**SELECTED EXTRACT**.
=====

# Exercise 2.2.1 in Analysis by Terence Tao Induction Proof of Addition Associative Law Natural Numbers

The proposition 2.2.5 and also exercise 2.2.1 of Analysis by Terence Tao is as below:

Show for any natural numbers $$a, b, c$$, we have $$(a+b)+c = a+(b+c)$$ the associative rule

The proof should use induction.

Definition: $$0 + n = n$$ for $$n$$ is a natural number ($$0$$ is also natural number)

Addition definition: $$(n++)+m = (n+m)++$$ where $$n++$$ is increment in n

Lemma 2.2.2: $$n + 0 = n$$

Lemma 2.2.3: $$n+(m++)=(n+m)++$$

Proposition 2.2.4: $$n+m = m+n$$

So my humble attempt is (as I am not really good at math..)

Proof:

To show $$(a+b)+c = a+(b+c)$$

For case = $$0$$ and if we fix $$a$$ and $$b$$ and increment $$c$$

(1) We want to show: $$(a+b)+0 = a+(b+0)$$.

The left hand side is $$(a+b)+0 = a+b$$ using Lemma 2.2.2 and view $$(a+b)$$ as an entity | Right hand side is $$a+(b+0) = a + b$$ also using Lemma 2.2.2 in the fact that $$(b+0) = b$$

So case $$0$$ is proved.

=====

**PROBLEMS TO SOLVE**.
1. In the records, add 40 to every coordinate in the outline answers and write out all of those lines again, request lines included, starting with the line containing "of the green" and going on through the line containing "MULTIPOLYGON (((103 55, 111".
2. Continue the post on proving the associative law for natural-number addition by induction from the point where it stops.

**DATA SUPPLIED**.
=====

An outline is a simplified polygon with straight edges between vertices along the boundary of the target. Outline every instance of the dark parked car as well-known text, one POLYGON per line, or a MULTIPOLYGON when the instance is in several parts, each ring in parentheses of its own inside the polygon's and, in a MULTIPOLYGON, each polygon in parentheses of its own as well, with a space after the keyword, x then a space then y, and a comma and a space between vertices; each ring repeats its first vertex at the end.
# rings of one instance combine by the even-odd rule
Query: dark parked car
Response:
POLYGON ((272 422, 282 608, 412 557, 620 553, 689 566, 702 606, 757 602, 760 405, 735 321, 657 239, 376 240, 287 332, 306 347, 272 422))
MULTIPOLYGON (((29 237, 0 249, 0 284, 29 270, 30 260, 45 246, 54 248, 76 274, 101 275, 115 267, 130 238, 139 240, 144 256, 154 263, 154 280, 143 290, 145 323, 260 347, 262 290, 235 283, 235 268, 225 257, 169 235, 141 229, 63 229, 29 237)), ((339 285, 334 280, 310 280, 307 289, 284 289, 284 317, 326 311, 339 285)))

=====

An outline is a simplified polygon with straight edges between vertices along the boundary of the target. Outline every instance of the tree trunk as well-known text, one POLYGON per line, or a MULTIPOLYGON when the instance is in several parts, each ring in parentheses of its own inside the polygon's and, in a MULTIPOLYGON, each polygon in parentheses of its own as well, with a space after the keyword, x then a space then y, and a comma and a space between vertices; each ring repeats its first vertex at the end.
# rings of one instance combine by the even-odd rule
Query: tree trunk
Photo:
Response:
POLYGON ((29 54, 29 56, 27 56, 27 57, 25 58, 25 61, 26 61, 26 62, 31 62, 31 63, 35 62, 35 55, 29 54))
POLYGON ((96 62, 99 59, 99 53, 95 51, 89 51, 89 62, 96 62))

=====

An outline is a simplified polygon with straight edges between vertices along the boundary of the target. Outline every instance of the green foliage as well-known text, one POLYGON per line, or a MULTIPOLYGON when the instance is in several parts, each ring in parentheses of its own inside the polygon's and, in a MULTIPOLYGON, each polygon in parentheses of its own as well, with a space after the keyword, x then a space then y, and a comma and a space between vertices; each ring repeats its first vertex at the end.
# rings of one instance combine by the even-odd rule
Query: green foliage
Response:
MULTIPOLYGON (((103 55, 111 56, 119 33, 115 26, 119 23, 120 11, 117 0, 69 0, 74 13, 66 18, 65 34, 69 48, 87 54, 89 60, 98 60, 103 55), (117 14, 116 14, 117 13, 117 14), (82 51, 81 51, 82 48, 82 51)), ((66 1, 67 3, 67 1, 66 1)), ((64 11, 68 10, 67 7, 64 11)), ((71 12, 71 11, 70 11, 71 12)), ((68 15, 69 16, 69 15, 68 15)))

=====

**ANSWERS PROVIDED**.
1.
An outline is a simplified polygon with straight edges between vertices along the boundary of the target. Outline every instance of the green foliage as well-known text, one POLYGON per line, or a MULTIPOLYGON when the instance is in several parts, each ring in parentheses of its own inside the polygon's and, in a MULTIPOLYGON, each polygon in parentheses of its own as well, with a space after the keyword, x then a space then y, and a comma and a space between vertices; each ring repeats its first vertex at the end.
# rings of one instance combine by the even-odd rule
Query: green foliage
Response:
MULTIPOLYGON (((143 95, 151 96, 159 73, 155 66, 159 63, 160 51, 157 40, 109 40, 114 53, 106 58, 105 74, 109 88, 127 94, 129 100, 138 100, 143 95), (157 54, 156 54, 157 53, 157 54), (122 91, 121 91, 122 88, 122 91)), ((106 41, 107 43, 107 41, 106 41)), ((104 51, 108 50, 107 47, 104 51)), ((111 52, 111 51, 110 51, 111 52)), ((108 55, 109 56, 109 55, 108 55)))

2.
(2) Use induction to show for case $$n$$ this is true

For case = $$1$$: Show $$(a+b)+1 = a+(b+1)$$

Left hand side is $$(a+b)+1 = (a+b)++$$ by definition of Natural Numbers increment if we view $$(a+b)$$ as an entity and $$(a+b)+1$$ is $$1$$ increment of it

Right hand side is $$a + (b+1) = a + (b++) \dfrac{=}{Lemma 2.2.3} (a+b)++$$

So $$(a+b)+1 = (a+b)++ = a+(b+1)$$

For case = $$2$$: Show $$(a+b)+2 = a+(b+2)$$

Left hand side is $$(a+b)+2 = ((a+b)++)++$$ by definition of Natural Numbers increment if we view $$(a+b)$$ as an entity and $$(a+b)+2$$ is $$2$$ increments of it

Right hand side is $$a + (b+2) = a + (b+1)++ = (a+b+1)++ = (a+b++)++ = ((a+b)++)++$$ if keep applying Lemma 2.2.3

So $$(a+b)+2 = ((a+b)++)++ = a+(b+2)$$

$$\vdots$$

For case = $$n$$: Show $$(a+b)+n = a+(b+n)$$

Left hand side is $$(a+b)+n = (((a+b)++)++)\cdots)++$$ by definition of Natural Numbers increment if we view $$(a+b)$$ as an entity and $$(a+b)+n$$ is $$n$$ increments of it where there are $$n$$ signs of $$++$$

Right hand side is $$a + (b+n) = a + (b+(n-1)++) = a + (b+n-1)++ = a + (b+ (n-2)++)++ = a + ((b + (n-2))++)++ = \cdots = ((((a + b)++)++)\cdots)++$$ if keep applying Lemma 2.2.3, and there are $$n$$ signs of $$++$$

So $$(a+b)+n = ((((a + b)++)++)\cdots)++ = a+(b+n)$$

So we know for case = $$n$$ this is also True

(3) Now we only need to show for case = $$n+1$$ is True to complete the induction.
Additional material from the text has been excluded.